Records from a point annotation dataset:
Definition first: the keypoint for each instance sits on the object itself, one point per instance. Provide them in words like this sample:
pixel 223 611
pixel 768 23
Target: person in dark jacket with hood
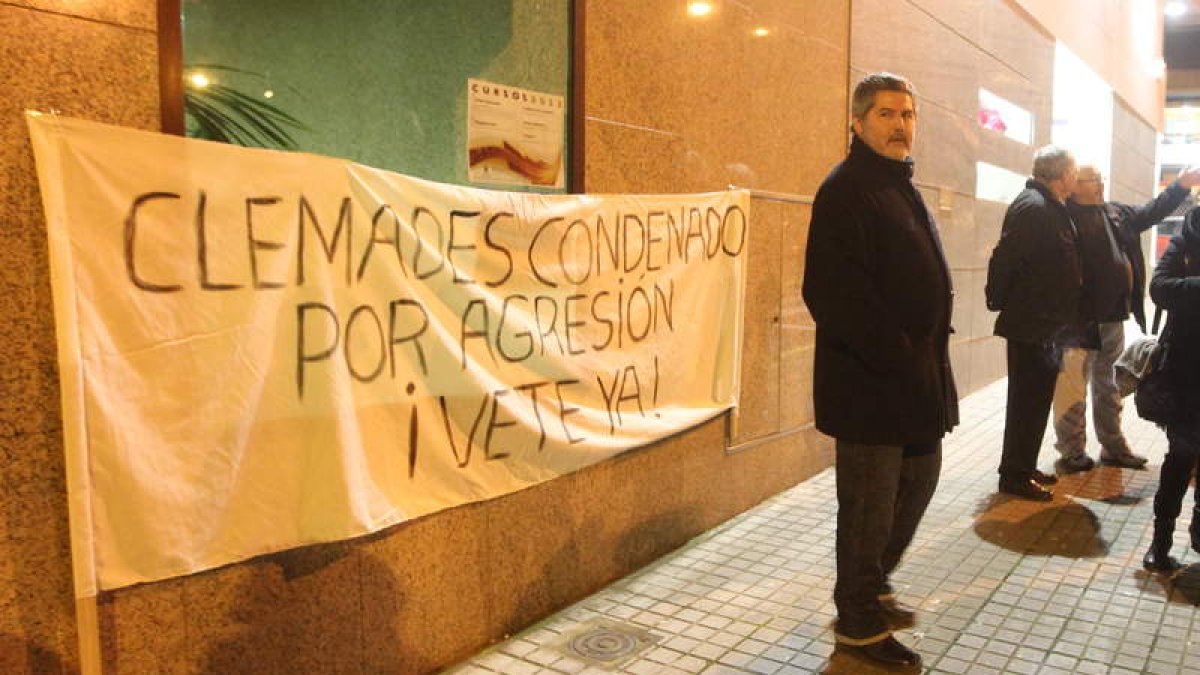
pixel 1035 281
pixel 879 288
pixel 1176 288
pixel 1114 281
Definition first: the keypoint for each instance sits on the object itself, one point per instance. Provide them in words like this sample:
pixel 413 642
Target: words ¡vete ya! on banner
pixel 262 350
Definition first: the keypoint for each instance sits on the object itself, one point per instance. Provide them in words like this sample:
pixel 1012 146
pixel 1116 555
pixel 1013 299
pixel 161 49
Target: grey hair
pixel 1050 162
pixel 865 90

What you need to do: Copy out all of the material above word for word, leaving the pictures out of your answer.

Result:
Definition first: the keypoint for each instance sits on the object itself, one point per instance. Provide them in words like this sample:
pixel 223 611
pixel 768 23
Target: person in dark jacket with hood
pixel 1035 281
pixel 879 288
pixel 1176 288
pixel 1114 281
Definition first: the keypoint for each instance sits on the object itself, one point per instance. Provide them in words like this sample:
pixel 413 642
Target: words ¡vete ya! on banner
pixel 262 350
Definition first: the keypoint for each instance sits on the object itself, one point per instance. Provide them in words like this sample:
pixel 1012 146
pixel 1116 555
pixel 1013 299
pixel 161 49
Target: grey hair
pixel 1050 162
pixel 865 90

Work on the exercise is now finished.